___ TEXT SEGMENT ___

Question
If \[A = \left[ \begin{array}{l}
\cos \theta \,\,\,\,\,\,\,\, - \sin \theta \\
\sin \theta \,\,\,\,\,\,\,\,\,\,\,\,\cos \theta
\end{array} \right],\] then the matrix $${A^{ - 50}}$$ when $$\theta = \frac{\pi }{{12}},$$ is equal to:
A.
\[\left[ \begin{array}{l}
\,\frac{1}{2}\,\,\,\,\,\,\,\,\,\, - \frac{{\sqrt 3 }}{2}\\
\frac{{\sqrt 3 }}{2}\,\,\,\,\,\,\,\,\,\,\,\,\frac{1}{2}
\end{array} \right]\]
B.
\[\left[ \begin{array}{l}
\frac{{\sqrt 3 }}{2}\,\,\,\,\,\,\,\,\,\, - \frac{1}{2}\\
\frac{1}{2}\,\,\,\,\,\,\,\,\,\,\,\,\,\,\frac{{\sqrt 3 }}{2}
\end{array} \right]\]
C.
\[\left[ \begin{array}{l}
\,\,\,\frac{{\sqrt 3 }}{2}\,\,\,\,\,\,\,\,\,\,\,\frac{1}{2}\\
- \frac{1}{2}\,\,\,\,\,\,\,\,\,\,\,\frac{{\sqrt 3 }}{2}
\end{array} \right]\]
D.

___ SOURCE MATERIAL ___

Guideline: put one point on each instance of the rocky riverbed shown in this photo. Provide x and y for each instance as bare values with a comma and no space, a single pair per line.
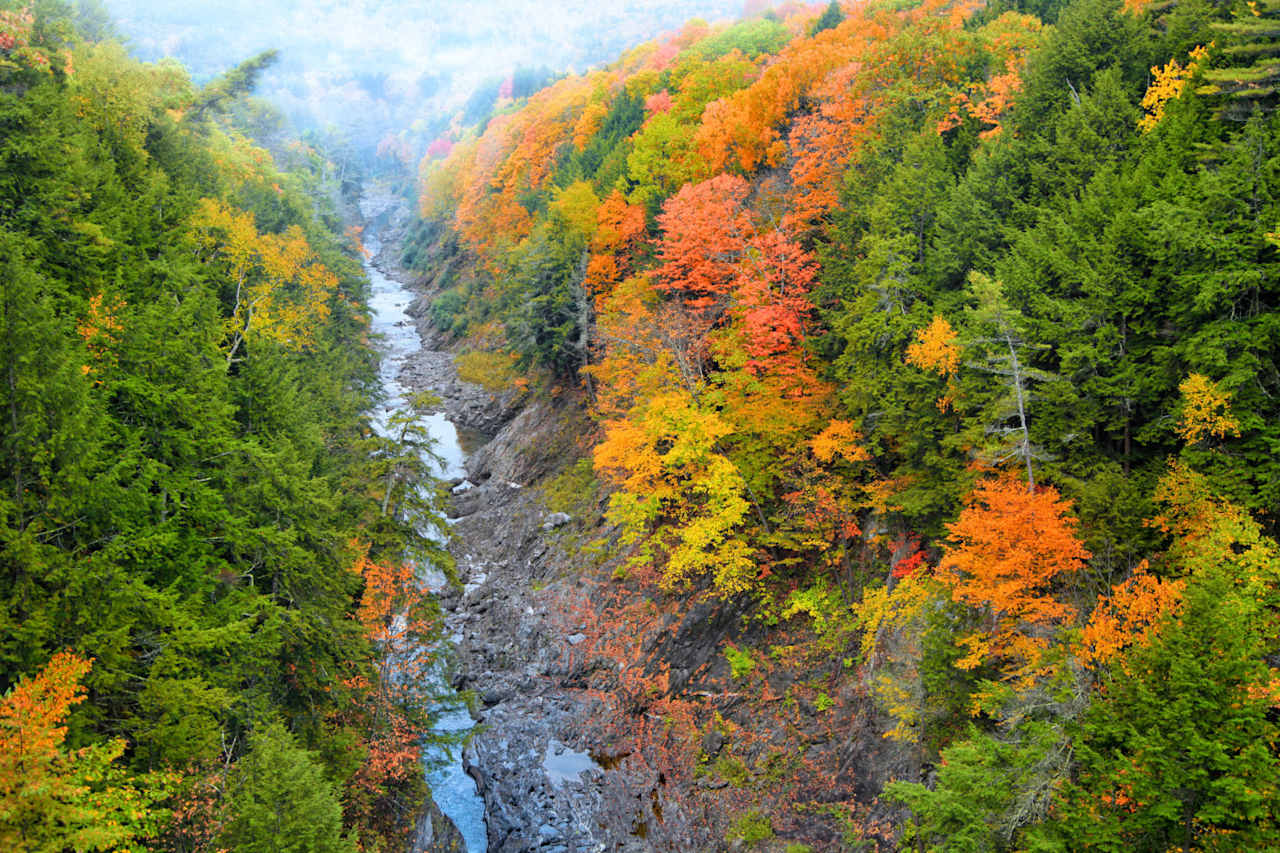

___

### TO BE DONE
Can you print the entire matrix problem above again, unchanged down to every character?

### FULL ANSWER
Question
If \[A = \left[ \begin{array}{l}
\cos \theta \,\,\,\,\,\,\,\, - \sin \theta \\
\sin \theta \,\,\,\,\,\,\,\,\,\,\,\,\cos \theta
\end{array} \right],\] then the matrix $${A^{ - 50}}$$ when $$\theta = \frac{\pi }{{12}},$$ is equal to:
A.
\[\left[ \begin{array}{l}
\,\frac{1}{2}\,\,\,\,\,\,\,\,\,\, - \frac{{\sqrt 3 }}{2}\\
\frac{{\sqrt 3 }}{2}\,\,\,\,\,\,\,\,\,\,\,\,\frac{1}{2}
\end{array} \right]\]
B.
\[\left[ \begin{array}{l}
\frac{{\sqrt 3 }}{2}\,\,\,\,\,\,\,\,\,\, - \frac{1}{2}\\
\frac{1}{2}\,\,\,\,\,\,\,\,\,\,\,\,\,\,\frac{{\sqrt 3 }}{2}
\end{array} \right]\]
C.
\[\left[ \begin{array}{l}
\,\,\,\frac{{\sqrt 3 }}{2}\,\,\,\,\,\,\,\,\,\,\,\frac{1}{2}\\
- \frac{1}{2}\,\,\,\,\,\,\,\,\,\,\,\frac{{\sqrt 3 }}{2}
\end{array} \right]\]
D.